Excerpt from a dataset
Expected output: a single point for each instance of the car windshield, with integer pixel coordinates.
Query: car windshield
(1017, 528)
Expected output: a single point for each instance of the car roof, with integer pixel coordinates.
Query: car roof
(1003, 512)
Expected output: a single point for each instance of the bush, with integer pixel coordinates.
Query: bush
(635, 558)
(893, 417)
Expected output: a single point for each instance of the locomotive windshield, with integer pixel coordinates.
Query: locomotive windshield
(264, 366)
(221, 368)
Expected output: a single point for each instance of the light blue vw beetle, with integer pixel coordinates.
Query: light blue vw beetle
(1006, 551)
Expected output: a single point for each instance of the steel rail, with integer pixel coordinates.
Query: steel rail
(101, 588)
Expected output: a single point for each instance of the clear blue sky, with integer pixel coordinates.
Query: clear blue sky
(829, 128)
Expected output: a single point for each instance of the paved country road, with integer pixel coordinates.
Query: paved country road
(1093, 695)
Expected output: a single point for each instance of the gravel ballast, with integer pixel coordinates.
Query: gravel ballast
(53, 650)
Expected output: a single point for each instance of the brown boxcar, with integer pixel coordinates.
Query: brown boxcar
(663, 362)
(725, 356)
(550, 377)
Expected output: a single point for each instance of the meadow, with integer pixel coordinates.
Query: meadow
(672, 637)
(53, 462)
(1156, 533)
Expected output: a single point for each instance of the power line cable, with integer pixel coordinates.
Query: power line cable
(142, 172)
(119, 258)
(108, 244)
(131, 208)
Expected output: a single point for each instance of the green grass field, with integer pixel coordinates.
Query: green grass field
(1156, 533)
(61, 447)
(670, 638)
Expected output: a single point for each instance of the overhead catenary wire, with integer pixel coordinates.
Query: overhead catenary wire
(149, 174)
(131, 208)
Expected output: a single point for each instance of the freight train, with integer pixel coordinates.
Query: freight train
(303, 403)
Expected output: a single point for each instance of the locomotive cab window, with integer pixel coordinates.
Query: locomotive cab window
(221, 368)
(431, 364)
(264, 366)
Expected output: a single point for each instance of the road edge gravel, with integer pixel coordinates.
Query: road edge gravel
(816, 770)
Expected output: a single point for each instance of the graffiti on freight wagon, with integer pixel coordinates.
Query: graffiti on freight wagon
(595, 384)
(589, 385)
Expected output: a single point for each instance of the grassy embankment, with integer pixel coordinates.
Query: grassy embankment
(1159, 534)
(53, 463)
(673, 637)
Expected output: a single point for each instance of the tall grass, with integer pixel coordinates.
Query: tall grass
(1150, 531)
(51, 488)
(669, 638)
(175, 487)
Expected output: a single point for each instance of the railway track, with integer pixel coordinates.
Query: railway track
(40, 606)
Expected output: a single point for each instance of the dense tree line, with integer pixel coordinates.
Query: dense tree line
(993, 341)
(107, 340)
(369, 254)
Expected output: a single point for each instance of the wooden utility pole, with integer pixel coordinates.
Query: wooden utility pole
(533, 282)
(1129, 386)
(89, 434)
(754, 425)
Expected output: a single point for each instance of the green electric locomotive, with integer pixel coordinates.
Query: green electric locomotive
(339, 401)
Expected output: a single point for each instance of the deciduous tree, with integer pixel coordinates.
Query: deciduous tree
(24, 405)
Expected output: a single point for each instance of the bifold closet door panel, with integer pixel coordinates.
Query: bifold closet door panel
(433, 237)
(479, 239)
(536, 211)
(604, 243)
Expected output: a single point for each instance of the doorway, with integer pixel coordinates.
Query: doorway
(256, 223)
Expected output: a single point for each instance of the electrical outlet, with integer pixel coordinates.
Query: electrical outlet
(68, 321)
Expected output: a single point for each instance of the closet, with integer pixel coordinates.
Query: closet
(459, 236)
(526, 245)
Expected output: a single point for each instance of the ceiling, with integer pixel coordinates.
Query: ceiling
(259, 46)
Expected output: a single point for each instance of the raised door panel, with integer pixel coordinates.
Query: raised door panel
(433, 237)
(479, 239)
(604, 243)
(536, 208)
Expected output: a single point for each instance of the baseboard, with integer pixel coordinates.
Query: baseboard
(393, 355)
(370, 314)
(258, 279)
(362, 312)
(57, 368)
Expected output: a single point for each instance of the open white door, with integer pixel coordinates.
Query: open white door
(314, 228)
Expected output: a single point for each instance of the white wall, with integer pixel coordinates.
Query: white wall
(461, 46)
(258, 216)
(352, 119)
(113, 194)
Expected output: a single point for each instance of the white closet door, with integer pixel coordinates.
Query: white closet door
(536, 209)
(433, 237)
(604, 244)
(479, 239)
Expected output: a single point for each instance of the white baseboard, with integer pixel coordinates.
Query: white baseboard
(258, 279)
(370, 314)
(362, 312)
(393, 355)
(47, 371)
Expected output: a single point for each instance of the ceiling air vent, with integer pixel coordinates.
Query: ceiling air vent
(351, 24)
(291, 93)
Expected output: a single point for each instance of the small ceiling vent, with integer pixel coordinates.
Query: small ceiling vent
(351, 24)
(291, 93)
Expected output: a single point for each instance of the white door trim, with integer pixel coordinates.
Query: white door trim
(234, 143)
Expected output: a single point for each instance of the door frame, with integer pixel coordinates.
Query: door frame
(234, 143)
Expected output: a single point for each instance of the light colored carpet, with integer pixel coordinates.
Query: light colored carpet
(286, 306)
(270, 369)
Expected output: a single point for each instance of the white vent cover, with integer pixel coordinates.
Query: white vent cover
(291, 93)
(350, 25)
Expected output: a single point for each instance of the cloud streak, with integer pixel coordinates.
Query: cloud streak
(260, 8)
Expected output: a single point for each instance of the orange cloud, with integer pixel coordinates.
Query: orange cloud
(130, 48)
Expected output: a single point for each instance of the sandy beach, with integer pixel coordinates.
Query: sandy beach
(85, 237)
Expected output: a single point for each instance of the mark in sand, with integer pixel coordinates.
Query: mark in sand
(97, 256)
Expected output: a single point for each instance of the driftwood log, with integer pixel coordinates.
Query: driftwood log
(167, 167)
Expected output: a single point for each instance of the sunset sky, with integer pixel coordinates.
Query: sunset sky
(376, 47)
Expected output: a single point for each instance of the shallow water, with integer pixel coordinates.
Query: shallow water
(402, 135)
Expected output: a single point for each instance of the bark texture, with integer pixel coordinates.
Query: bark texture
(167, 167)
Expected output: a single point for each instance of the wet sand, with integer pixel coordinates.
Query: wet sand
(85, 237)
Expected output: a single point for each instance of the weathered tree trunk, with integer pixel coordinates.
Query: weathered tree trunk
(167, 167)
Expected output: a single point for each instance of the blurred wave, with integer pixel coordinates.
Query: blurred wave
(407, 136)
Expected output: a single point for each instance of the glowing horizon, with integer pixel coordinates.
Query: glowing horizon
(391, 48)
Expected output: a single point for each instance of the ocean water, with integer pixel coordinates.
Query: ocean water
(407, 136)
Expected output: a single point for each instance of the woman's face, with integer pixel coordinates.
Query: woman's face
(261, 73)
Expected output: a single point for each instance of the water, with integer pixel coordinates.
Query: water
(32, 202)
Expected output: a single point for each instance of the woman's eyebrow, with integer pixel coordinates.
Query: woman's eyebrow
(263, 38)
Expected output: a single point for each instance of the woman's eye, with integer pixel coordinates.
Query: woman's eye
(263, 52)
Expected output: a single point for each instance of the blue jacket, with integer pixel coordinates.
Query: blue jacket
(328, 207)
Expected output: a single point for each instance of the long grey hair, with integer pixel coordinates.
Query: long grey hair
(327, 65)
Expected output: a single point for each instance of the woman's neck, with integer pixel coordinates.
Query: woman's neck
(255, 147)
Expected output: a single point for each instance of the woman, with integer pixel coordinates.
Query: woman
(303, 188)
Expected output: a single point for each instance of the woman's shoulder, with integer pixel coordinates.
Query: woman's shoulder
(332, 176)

GIVEN INSTRUCTION: Can you put every line of the records above into a numbered list, skipping any blank lines?

SOLUTION:
1. Expected output: a single point for each instance of the car windshield, with integer pixel coordinates.
2. Query: car windshield
3. (1017, 528)
4. Expected output: a single point for each instance of the car roof, with integer pixel coordinates.
5. Query: car roof
6. (1003, 512)
7. Expected output: a single point for each instance of the bush, with integer pixel coordinates.
8. Query: bush
9. (635, 558)
10. (893, 417)
11. Expected output: a single point for each instance of the locomotive windshield, with integer pixel coordinates.
12. Query: locomotive windshield
13. (264, 366)
14. (221, 368)
15. Expected output: a single point for each instance of the light blue vw beetle, with integer pixel coordinates.
16. Query: light blue vw beetle
17. (1006, 551)
18. Expected output: a single point for each instance of the steel rail, with integer pixel coordinates.
19. Query: steel rail
20. (101, 588)
21. Expected output: a single point for each instance of the clear blue sky, with integer pixel coordinates.
22. Query: clear blue sky
23. (829, 128)
24. Expected output: a single point for each instance of the paved country road, with integer pixel coordinates.
25. Query: paved country road
26. (1093, 695)
27. Expected output: a single point for each instance of the gravel ballast, with integer pixel coordinates.
28. Query: gravel ballast
29. (53, 650)
30. Expected output: a single point for each instance of the brown boxcar, with integer pixel coordinates.
31. Query: brown boxcar
32. (663, 362)
33. (725, 356)
34. (550, 377)
35. Expected output: a single point for each instance of the meadow, with integer pixel coordinates.
36. Query: meadow
37. (672, 637)
38. (53, 462)
39. (1156, 533)
40. Expected output: a single point for each instance of the power line cable, with integer pixel coordinates.
41. Query: power line cable
42. (142, 172)
43. (119, 258)
44. (108, 244)
45. (131, 208)
46. Expected output: a single point for each instance of the green grass field, with integer pixel coordinates.
47. Query: green grass field
48. (1156, 533)
49. (61, 447)
50. (670, 638)
51. Expected output: a single point for each instance of the overhead catenary wire, with integer pixel coordinates.
52. Query: overhead catenary wire
53. (149, 174)
54. (131, 208)
55. Expected output: a single point for each instance of the freight train, with integer pixel coordinates.
56. Query: freight train
57. (303, 403)
58. Expected output: a single point for each instance of the locomotive cab window, with integer pixel coordinates.
59. Query: locomotive cab window
60. (221, 368)
61. (431, 364)
62. (264, 366)
63. Expected output: a single point for each instance of the road edge gravel, with integer pixel coordinates.
64. Query: road edge gravel
65. (816, 770)
66. Expected output: a single point for each instance of the graffiti on freight wagon, with integer pixel coordinates.
67. Query: graffiti on freight wagon
68. (595, 384)
69. (589, 385)
70. Expected output: a single point for each instance of the grassy embankment, with integer pixel coordinates.
71. Query: grassy embankment
72. (1159, 534)
73. (53, 463)
74. (673, 637)
75. Expected output: a single point for each instance of the tall grass, with integer pixel coordinates.
76. Query: tall grass
77. (1150, 531)
78. (51, 488)
79. (669, 638)
80. (175, 487)
81. Expected output: a single point for each instance of the railway track, with integer pixel coordinates.
82. Query: railway track
83. (40, 606)
84. Expected output: a single point for each instance of the dense tree line, with integer pixel coordinates.
85. Query: dense tree line
86. (993, 341)
87. (107, 340)
88. (369, 254)
89. Expected output: a single point for each instance of the wooden utility pole, with integer pixel coordinates.
90. Query: wooden utility pole
91. (533, 282)
92. (1129, 386)
93. (89, 434)
94. (754, 425)
95. Expected output: a single point for each instance of the green electric locomotive, with integer pixel coordinates.
96. Query: green electric locomotive
97. (339, 401)
98. Expected output: a single point for each instance of the deciduous tree, with integer pixel coordinates.
99. Query: deciduous tree
100. (24, 405)
101. Expected output: a single point for each instance of the bifold closet door panel, with integer pixel coordinates.
102. Query: bifold closet door panel
103. (433, 237)
104. (479, 239)
105. (536, 211)
106. (604, 243)
107. Expected output: a single point for each instance of the doorway, with integer pixel coordinates.
108. Query: doorway
109. (256, 223)
110. Expected output: a single point for each instance of the electrical outlet, with integer pixel coordinates.
111. Query: electrical outlet
112. (68, 321)
113. Expected output: a single point for each instance of the closet, with integer pixel coordinates.
114. Query: closet
115. (459, 236)
116. (526, 245)
117. Expected output: a single point for each instance of the ceiling, with integer pixel coordinates.
118. Query: ceiling
119. (259, 46)
120. Expected output: a single point for each instance of the raised door panel, with integer pixel coordinates.
121. Query: raised door panel
122. (433, 237)
123. (479, 239)
124. (604, 243)
125. (536, 208)
126. Expected output: a single point for each instance of the baseboard, with integer pixel coordinates.
127. Query: baseboard
128. (393, 355)
129. (370, 314)
130. (258, 279)
131. (362, 312)
132. (57, 368)
133. Expected output: a single point for each instance of the open white door, with integer pixel coordinates.
134. Query: open white door
135. (314, 228)
136. Expected output: a single point for each instance of the white wall, with integer pixel coordinates.
137. Query: white wall
138. (461, 46)
139. (258, 216)
140. (352, 119)
141. (113, 194)
142. Expected output: a single point for each instance of the white closet door, with integer pixel coordinates.
143. Query: white closet door
144. (536, 209)
145. (433, 237)
146. (604, 244)
147. (479, 239)
148. Expected output: a single point for each instance of the white baseboard, with integer pixel coordinates.
149. Query: white baseboard
150. (258, 279)
151. (370, 314)
152. (362, 312)
153. (393, 355)
154. (47, 371)
155. Expected output: a single point for each instance of the ceiling air vent, with integer pixel coordinates.
156. Query: ceiling air vent
157. (351, 24)
158. (291, 93)
159. Expected output: a single point for each instance of the small ceiling vent, with integer pixel coordinates.
160. Query: small ceiling vent
161. (351, 24)
162. (291, 93)
163. Expected output: a single point for each instance of the white door trim, with integer pixel coordinates.
164. Query: white door trim
165. (234, 143)
166. Expected output: a single point for each instance of the door frame, with integer pixel coordinates.
167. Query: door frame
168. (234, 143)
169. Expected output: a single point for each instance of the light colored carpet, with integer pixel coordinates.
170. Query: light colored carpet
171. (286, 306)
172. (270, 369)
173. Expected output: a single point for each instance of the white vent cover, with integer pixel coordinates.
174. Query: white vent cover
175. (291, 93)
176. (350, 25)
177. Expected output: a single point for each instance of the cloud streak, with integer pixel coordinates.
178. Query: cloud streak
179. (260, 8)
180. Expected output: a single point for each instance of the orange cloud, with integer pixel coordinates.
181. Query: orange cloud
182. (130, 48)
183. Expected output: a single point for each instance of the sandy beach, with integer pixel coordinates.
184. Query: sandy beach
185. (85, 237)
186. Expected output: a single point for each instance of the mark in sand, with integer pixel coordinates.
187. Query: mark in sand
188. (97, 256)
189. Expected output: a single point for each instance of the driftwood log, with integer pixel coordinates.
190. Query: driftwood log
191. (167, 167)
192. Expected output: a single point for each instance of the sunset sky, with integer pixel coordinates.
193. Query: sunset sky
194. (376, 47)
195. Expected output: a single point for each instance of the shallow water, with integer pixel coordinates.
196. Query: shallow water
197. (402, 135)
198. Expected output: a single point for each instance of the bark texture, with integer pixel coordinates.
199. Query: bark texture
200. (167, 167)
201. Expected output: a single point for each instance of the wet sand, with integer pixel coordinates.
202. Query: wet sand
203. (85, 237)
204. Expected output: a single point for each instance of the weathered tree trunk, with integer pixel coordinates.
205. Query: weathered tree trunk
206. (167, 167)
207. Expected output: a single point for each instance of the blurred wave, with integer pixel coordinates.
208. Query: blurred wave
209. (407, 136)
210. Expected output: a single point for each instance of the glowing horizon, with integer pixel coordinates.
211. Query: glowing horizon
212. (391, 48)
213. Expected output: a single point for each instance of the ocean water, with integer pixel coordinates.
214. Query: ocean water
215. (407, 136)
216. Expected output: a single point for each instance of the woman's face, with integer pixel coordinates.
217. Query: woman's face
218. (261, 73)
219. Expected output: a single point for each instance of the water, with integer pixel coordinates.
220. Query: water
221. (32, 202)
222. Expected output: a single point for each instance of the woman's eyebrow, with integer pixel coordinates.
223. Query: woman's eyebrow
224. (263, 38)
225. Expected output: a single point for each instance of the woman's eye, with integer pixel coordinates.
226. Query: woman's eye
227. (263, 52)
228. Expected output: a single point for each instance of the blue jacket, with integer pixel coordinates.
229. Query: blue jacket
230. (328, 207)
231. Expected output: a single point for each instance of the long grey hair, with integer pixel coordinates.
232. Query: long grey hair
233. (327, 65)
234. Expected output: a single point for each instance of the woman's neck, with integer pixel coordinates.
235. Query: woman's neck
236. (255, 147)
237. Expected output: a single point for each instance of the woman, with integer pixel coordinates.
238. Query: woman
239. (303, 188)
240. Expected output: a single point for each instance of the woman's shoulder, with integer pixel coordinates.
241. Query: woman's shoulder
242. (332, 176)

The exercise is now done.